**The exercise:** Starting at the first of the entries and going through the line with "M256 27L259 27L261", write the lines out again, switching "green hillside" to "grassy slope" and leaving everything else as it is. Leave the pictures out.

-- Begin Source records --

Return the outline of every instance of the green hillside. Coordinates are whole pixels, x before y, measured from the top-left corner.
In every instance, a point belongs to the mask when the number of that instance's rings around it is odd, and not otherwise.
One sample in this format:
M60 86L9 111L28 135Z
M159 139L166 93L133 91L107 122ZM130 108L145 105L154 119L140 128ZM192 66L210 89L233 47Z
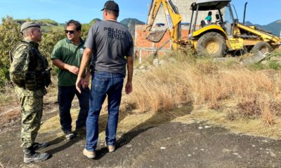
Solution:
M256 27L259 27L261 29L264 29L268 31L270 31L275 36L280 36L280 31L281 31L281 20L276 20L272 23L270 23L266 25L260 25L260 24L254 24L250 22L246 22L245 24L247 25L253 25Z

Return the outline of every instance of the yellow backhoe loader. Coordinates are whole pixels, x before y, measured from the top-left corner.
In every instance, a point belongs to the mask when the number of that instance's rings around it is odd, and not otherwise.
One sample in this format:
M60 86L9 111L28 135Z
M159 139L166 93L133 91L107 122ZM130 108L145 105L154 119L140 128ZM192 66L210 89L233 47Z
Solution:
M281 45L281 39L271 33L255 27L246 26L234 18L231 0L197 0L192 4L188 38L181 37L181 15L171 0L152 0L148 15L146 38L159 42L166 29L152 31L152 25L160 6L163 7L171 34L172 48L181 45L191 45L199 54L221 57L226 51L247 50L263 53L271 52ZM244 13L245 18L246 6ZM236 13L236 10L233 6ZM215 22L206 24L198 21L201 12L216 13ZM236 14L237 16L237 14Z

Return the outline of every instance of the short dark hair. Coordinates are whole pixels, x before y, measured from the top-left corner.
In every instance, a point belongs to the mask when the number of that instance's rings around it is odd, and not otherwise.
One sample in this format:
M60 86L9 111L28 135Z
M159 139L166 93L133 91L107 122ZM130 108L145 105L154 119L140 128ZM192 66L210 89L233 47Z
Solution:
M75 25L76 31L80 31L82 28L82 25L81 24L81 23L74 20L70 20L70 21L66 22L66 27L70 26L71 24L74 24Z
M115 15L116 18L118 18L119 16L119 13L117 12L115 12L108 9L105 9L108 13L110 14L112 14L113 15Z

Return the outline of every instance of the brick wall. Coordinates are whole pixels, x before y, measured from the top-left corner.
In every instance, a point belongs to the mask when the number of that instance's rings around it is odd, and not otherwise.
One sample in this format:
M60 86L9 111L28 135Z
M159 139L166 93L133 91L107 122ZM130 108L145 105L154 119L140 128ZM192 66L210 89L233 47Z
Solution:
M146 25L136 25L135 33L135 59L138 59L140 62L143 59L151 56L154 52L165 42L171 39L170 33L166 31L162 39L159 43L153 43L145 38L144 30ZM188 37L188 28L182 28L181 37ZM157 53L159 55L163 55L167 52L171 50L171 41L167 43Z

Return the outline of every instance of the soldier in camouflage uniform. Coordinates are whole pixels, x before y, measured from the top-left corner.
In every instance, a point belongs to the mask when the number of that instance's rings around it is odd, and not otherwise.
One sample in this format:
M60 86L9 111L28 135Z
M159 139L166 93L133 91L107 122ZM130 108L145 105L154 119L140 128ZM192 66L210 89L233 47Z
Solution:
M46 143L35 143L42 117L43 96L45 87L51 83L50 71L46 71L48 62L38 50L42 34L37 22L25 22L20 31L24 40L16 44L10 52L11 61L10 77L15 85L15 92L21 104L22 147L24 162L41 162L47 160L48 153L36 153L45 148Z

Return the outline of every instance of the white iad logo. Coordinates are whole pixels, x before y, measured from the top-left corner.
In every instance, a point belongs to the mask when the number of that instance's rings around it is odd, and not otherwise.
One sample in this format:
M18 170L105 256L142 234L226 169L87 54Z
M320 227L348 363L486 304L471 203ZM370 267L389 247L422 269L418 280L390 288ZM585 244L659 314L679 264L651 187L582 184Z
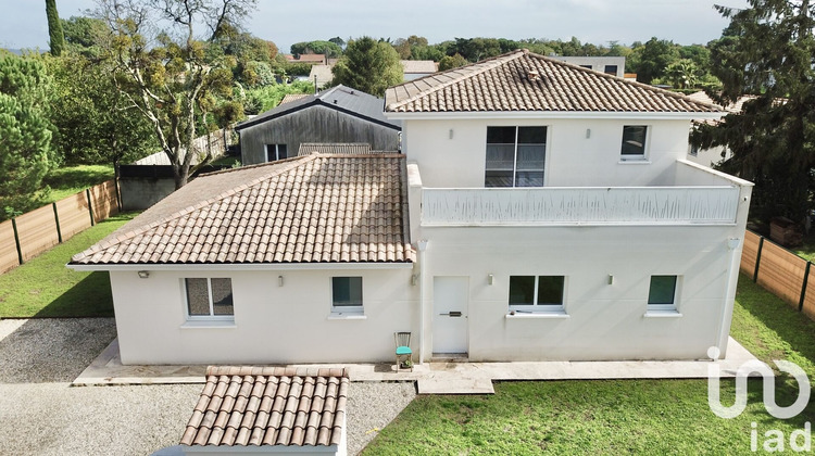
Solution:
M718 359L720 354L722 352L715 346L707 349L707 356L713 360ZM769 415L778 419L788 419L801 414L810 402L810 379L806 377L806 372L799 365L791 362L774 359L773 363L778 366L780 371L791 375L798 381L798 398L792 405L789 407L779 407L776 404L776 377L773 373L773 369L766 364L753 359L743 363L736 371L736 404L729 407L722 405L719 395L719 378L722 372L718 364L711 363L707 366L707 405L711 407L711 410L716 416L728 419L741 415L744 411L744 407L747 407L748 377L751 373L758 373L762 376L764 387L764 408L767 409Z

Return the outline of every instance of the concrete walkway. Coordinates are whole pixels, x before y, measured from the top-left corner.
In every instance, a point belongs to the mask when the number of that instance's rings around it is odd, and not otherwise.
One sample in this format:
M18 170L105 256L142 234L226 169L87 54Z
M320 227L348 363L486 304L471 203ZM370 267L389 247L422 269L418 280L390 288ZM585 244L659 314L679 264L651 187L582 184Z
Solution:
M738 367L755 359L732 338L727 357L715 362L722 377L735 377ZM494 380L599 380L707 378L711 360L628 362L513 362L425 363L413 371L396 371L389 364L350 364L351 381L415 381L419 394L491 394ZM309 365L337 367L336 365ZM206 366L123 366L118 340L88 366L74 385L204 383Z

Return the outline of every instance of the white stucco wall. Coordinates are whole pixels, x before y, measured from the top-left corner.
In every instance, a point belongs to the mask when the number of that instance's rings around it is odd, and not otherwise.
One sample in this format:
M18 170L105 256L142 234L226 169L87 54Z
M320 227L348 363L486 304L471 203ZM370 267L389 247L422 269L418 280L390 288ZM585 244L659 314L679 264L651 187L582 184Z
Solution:
M432 278L468 276L471 360L703 358L717 344L734 228L423 229L426 346L432 347ZM507 317L510 276L547 275L565 276L568 318ZM652 275L680 276L681 317L644 316Z
M277 277L284 276L278 287ZM417 328L412 269L111 271L124 364L390 360L393 332ZM365 319L331 319L333 276L363 277ZM183 278L231 278L235 324L187 325ZM414 330L415 331L415 330Z
M488 126L547 126L546 186L670 186L688 151L685 119L409 119L403 152L425 187L484 187ZM623 127L648 125L644 162L620 161ZM590 130L587 138L587 129ZM452 130L452 138L451 131Z

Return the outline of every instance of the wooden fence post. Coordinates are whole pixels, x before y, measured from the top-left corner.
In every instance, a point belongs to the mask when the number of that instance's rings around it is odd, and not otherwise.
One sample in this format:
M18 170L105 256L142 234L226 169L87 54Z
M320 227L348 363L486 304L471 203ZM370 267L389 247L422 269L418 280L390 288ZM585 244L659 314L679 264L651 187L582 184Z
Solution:
M11 228L14 230L14 244L17 246L17 261L23 264L23 249L20 248L20 233L17 232L17 219L11 219Z
M88 200L88 214L90 214L90 226L96 225L93 219L93 203L90 201L90 189L85 189L85 198ZM761 250L758 250L761 252Z
M764 237L758 238L758 250L755 252L755 271L753 273L753 283L758 281L758 266L762 263L762 248L764 248Z
M53 220L57 223L57 240L62 243L62 229L60 229L60 214L57 213L57 203L51 203L53 207Z
M806 283L810 281L810 266L812 266L812 262L806 262L806 269L804 269L804 284L801 286L801 299L798 302L798 312L804 311L804 299L806 299Z

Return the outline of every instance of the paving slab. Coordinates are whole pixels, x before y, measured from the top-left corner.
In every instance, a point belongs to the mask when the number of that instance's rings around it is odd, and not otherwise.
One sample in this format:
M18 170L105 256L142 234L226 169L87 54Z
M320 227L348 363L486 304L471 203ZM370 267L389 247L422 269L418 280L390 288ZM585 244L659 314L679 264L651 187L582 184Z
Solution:
M755 359L729 339L727 357L718 360L615 360L615 362L510 362L467 363L444 360L396 370L393 364L311 364L290 367L346 367L355 382L418 382L422 394L474 394L492 391L492 381L601 380L601 379L701 379L710 367L731 378L744 362ZM118 341L114 340L74 381L74 385L203 383L206 366L123 366ZM489 383L489 385L488 385ZM489 392L487 392L489 390ZM438 391L438 393L434 393Z
M496 394L487 378L421 379L417 388L419 394Z

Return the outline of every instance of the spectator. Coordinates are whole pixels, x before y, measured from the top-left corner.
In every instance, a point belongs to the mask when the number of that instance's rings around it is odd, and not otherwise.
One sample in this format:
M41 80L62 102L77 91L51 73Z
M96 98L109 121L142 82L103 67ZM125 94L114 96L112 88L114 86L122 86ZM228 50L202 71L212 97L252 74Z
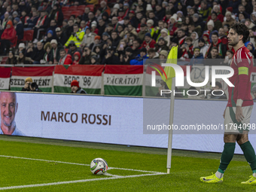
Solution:
M117 53L114 53L115 48L109 47L107 48L106 54L104 56L102 64L119 65L120 59Z
M159 53L159 59L167 59L167 56L168 56L168 52L166 50L162 50Z
M147 56L147 50L143 47L140 50L139 54L136 56L134 59L132 59L130 63L132 66L142 66L143 59L148 59L148 56Z
M194 56L192 59L190 59L189 66L203 64L203 62L204 62L204 57L203 57L203 53L200 53L200 48L198 47L195 47L194 49Z
M125 49L125 54L120 54L120 62L123 65L130 65L131 59L134 58L133 55L133 49L130 47L127 47Z
M30 91L42 92L42 90L38 88L38 85L35 82L30 84L29 87L30 87Z
M203 20L206 22L211 15L212 8L207 6L207 2L205 0L201 2L200 6L199 14L201 15Z
M218 32L217 30L214 30L214 29L213 29L214 27L215 27L215 23L214 23L213 20L210 20L207 23L207 30L203 32L203 35L204 35L205 33L207 33L207 34L208 34L208 35L209 35L209 40L210 41L210 43L212 42L212 34L213 32Z
M57 28L57 23L55 20L51 20L50 22L50 27L47 28L47 29L46 30L46 34L48 34L49 31L52 31L53 32L53 38L56 38L56 29Z
M218 32L213 32L212 35L212 43L210 44L209 50L208 50L208 54L207 54L207 57L209 58L210 57L210 54L211 54L211 50L213 47L217 47L218 49L218 54L220 56L224 56L226 54L226 50L227 50L227 47L225 45L224 45L221 43L221 40L218 38Z
M153 48L148 49L148 54L149 59L159 59L159 53Z
M0 39L0 54L5 55L5 53L9 53L11 44L16 44L16 30L13 26L11 20L7 23L7 26L3 33L2 34Z
M80 52L77 51L74 53L74 61L72 65L79 65L79 60L81 58Z
M51 45L50 42L47 42L44 46L44 55L42 59L40 60L41 64L49 64L50 62L50 50L51 50Z
M218 38L221 40L221 43L227 47L227 38L225 35L225 32L222 27L218 29Z
M68 37L66 35L66 34L59 27L56 28L55 32L57 41L62 45L65 44L65 43L68 41Z
M209 50L209 44L206 44L205 40L201 38L198 40L198 46L200 48L200 53L203 53L204 58L206 58L206 53Z
M32 64L40 64L41 59L44 58L44 45L41 41L37 42L36 47L34 49L29 61Z
M139 47L141 47L141 45L140 45L139 41L138 39L135 39L133 41L133 46L132 46L133 55L139 54Z
M14 51L10 51L9 55L8 55L8 59L7 59L6 64L11 64L11 65L15 65L17 64L17 58L14 56Z
M50 20L56 20L57 21L57 26L61 26L62 25L63 21L63 13L59 8L58 4L54 4L53 9L50 11L50 13L49 14Z
M190 38L192 38L192 44L194 47L198 47L198 35L197 32L193 32L190 35Z
M31 78L26 78L25 79L25 85L24 87L21 89L21 91L30 91L29 85L33 82Z
M72 57L69 54L66 54L66 50L62 49L59 50L59 61L58 65L72 65Z
M17 64L26 64L24 52L20 51L19 56L17 59Z
M40 32L45 32L48 24L49 24L49 18L47 17L47 12L46 10L43 10L42 7L38 8L38 11L40 12L40 17L38 18L36 25L34 29L34 36L33 38L39 38Z
M77 47L80 47L81 43L83 41L84 32L82 32L81 29L79 29L78 24L75 24L73 26L74 32L72 35L69 37L68 41L65 44L64 48L68 47L72 41L73 41Z
M38 12L37 11L32 12L32 17L27 20L28 26L24 29L24 31L32 29L39 19Z
M60 55L60 50L63 49L62 45L60 43L58 43L56 39L53 39L50 41L51 50L50 54L50 64L58 64Z
M226 55L225 59L224 61L224 65L230 66L231 61L232 61L232 59L233 59L233 53L232 50L227 50L226 54L227 55Z
M142 24L141 26L141 30L140 32L138 33L138 38L141 40L143 41L144 40L144 37L145 35L146 35L147 32L148 32L148 30L147 29L147 26L146 24Z
M108 38L109 36L108 34L106 32L104 32L102 34L102 38L104 38L104 35L108 35ZM84 36L83 41L80 44L80 47L83 48L85 46L89 46L90 44L91 44L94 41L95 36L96 36L96 34L93 32L91 32L90 28L87 27L87 29L85 29L85 35Z
M92 52L89 47L84 47L82 56L79 60L79 64L81 65L90 64L90 58L93 55L96 55L96 53Z
M87 94L85 90L79 87L79 82L76 80L71 82L71 93Z

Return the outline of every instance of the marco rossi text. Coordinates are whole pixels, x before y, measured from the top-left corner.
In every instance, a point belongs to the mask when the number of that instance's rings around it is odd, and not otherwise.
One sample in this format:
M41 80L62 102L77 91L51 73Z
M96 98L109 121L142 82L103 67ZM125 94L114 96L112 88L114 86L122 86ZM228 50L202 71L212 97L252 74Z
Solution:
M228 123L228 124L204 124L197 123L194 125L166 125L164 123L160 125L147 125L147 130L230 130L231 127L235 130L255 130L255 123Z

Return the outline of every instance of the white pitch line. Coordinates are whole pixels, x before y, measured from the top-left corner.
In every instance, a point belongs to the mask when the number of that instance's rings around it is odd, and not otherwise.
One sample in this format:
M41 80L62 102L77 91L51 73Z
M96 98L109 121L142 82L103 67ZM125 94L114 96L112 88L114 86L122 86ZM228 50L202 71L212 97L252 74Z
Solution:
M75 180L75 181L60 181L60 182L53 182L53 183L44 183L44 184L28 184L28 185L4 187L0 187L0 190L9 190L9 189L20 189L20 188L29 188L29 187L35 187L59 185L59 184L63 184L84 183L84 182L88 182L88 181L111 180L111 179L126 178L137 178L137 177L152 176L152 175L166 175L166 173L159 172L159 173L142 174L142 175L118 176L118 177L111 177L111 178L89 178L89 179L82 179L82 180Z
M14 157L14 156L8 156L8 155L0 155L0 157L8 157L8 158L15 158L15 159L22 159L22 160L38 160L38 161L59 163L71 164L71 165L77 165L77 166L90 166L89 164L70 163L70 162L65 162L65 161L48 160L41 160L41 159L34 159L34 158ZM108 167L108 170L110 170L110 169L120 169L120 170L141 172L163 173L163 172L160 172L145 171L145 170L126 169L126 168L118 168L118 167Z

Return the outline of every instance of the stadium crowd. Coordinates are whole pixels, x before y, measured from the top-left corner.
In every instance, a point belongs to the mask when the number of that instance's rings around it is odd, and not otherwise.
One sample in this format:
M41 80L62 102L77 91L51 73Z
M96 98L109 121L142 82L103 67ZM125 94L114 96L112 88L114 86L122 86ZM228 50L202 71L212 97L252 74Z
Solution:
M166 59L178 45L178 57L189 65L214 64L206 58L229 65L234 50L227 35L235 23L249 29L245 46L256 56L255 0L1 0L0 5L6 64L142 65L143 59ZM31 41L24 41L31 30Z

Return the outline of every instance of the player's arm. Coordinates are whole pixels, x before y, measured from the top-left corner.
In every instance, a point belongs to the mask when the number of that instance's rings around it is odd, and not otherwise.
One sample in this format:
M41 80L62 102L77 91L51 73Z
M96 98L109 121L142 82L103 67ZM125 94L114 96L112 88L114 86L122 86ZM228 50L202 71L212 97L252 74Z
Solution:
M245 94L246 94L246 88L248 87L248 81L249 78L248 71L249 71L249 65L250 60L248 59L249 56L247 55L246 53L240 52L240 56L237 60L239 61L237 63L238 66L238 96L236 101L236 119L240 122L243 120L244 116L242 115L242 105L244 101ZM239 60L240 59L240 60Z

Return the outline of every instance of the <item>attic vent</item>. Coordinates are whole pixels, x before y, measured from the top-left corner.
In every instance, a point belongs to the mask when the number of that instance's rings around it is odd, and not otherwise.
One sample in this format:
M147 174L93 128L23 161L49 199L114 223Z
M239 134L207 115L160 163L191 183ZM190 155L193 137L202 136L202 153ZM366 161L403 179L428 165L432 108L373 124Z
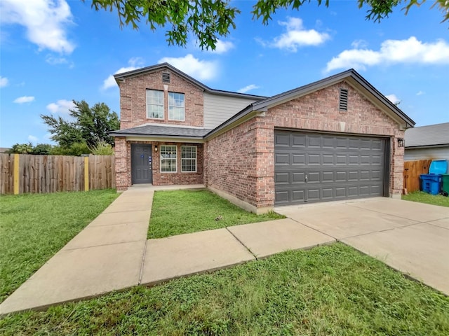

-- End Source records --

**Response:**
Return the outline of every instance of the grassy slope. Coordinates are whole pixels, x before y, measured from the top-left corner.
In every instance, a point belongs to the mask when the number of that instance's rings around it is odd, and not otherwise.
One sample in this format:
M60 86L9 111L28 135Z
M159 139L166 93L133 91L107 122ZM130 108L145 105L154 119L140 128ZM192 66L210 89L233 47Z
Solution:
M256 27L259 27L261 29L264 29L268 31L270 31L275 36L280 36L280 31L281 31L281 20L276 20L272 23L270 23L266 25L260 25L260 24L254 24L250 22L246 22L245 24L247 25L253 25Z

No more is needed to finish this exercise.